• **Directions**
Rewrite every line of the items below as a JSON list of strings, one string per line, and leave out any blank lines.

━━━━━ Extracted entries ━━━━━

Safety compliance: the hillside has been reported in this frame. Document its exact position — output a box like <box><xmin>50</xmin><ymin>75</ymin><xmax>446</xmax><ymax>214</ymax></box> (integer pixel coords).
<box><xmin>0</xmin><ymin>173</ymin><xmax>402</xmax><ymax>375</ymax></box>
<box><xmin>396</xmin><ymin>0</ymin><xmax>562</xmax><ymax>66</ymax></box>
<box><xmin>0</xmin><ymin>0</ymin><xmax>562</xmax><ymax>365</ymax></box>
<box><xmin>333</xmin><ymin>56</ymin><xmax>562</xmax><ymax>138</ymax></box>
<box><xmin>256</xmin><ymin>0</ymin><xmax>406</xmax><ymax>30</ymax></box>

━━━━━

• **Full solution**
[
  "Safety compliance: the hillside has been reported in this frame. Document its exact position — output a box like <box><xmin>50</xmin><ymin>75</ymin><xmax>446</xmax><ymax>214</ymax></box> (integer pixel coords).",
  "<box><xmin>0</xmin><ymin>173</ymin><xmax>402</xmax><ymax>375</ymax></box>",
  "<box><xmin>396</xmin><ymin>0</ymin><xmax>562</xmax><ymax>66</ymax></box>",
  "<box><xmin>0</xmin><ymin>0</ymin><xmax>562</xmax><ymax>365</ymax></box>",
  "<box><xmin>333</xmin><ymin>56</ymin><xmax>562</xmax><ymax>138</ymax></box>",
  "<box><xmin>256</xmin><ymin>0</ymin><xmax>406</xmax><ymax>30</ymax></box>"
]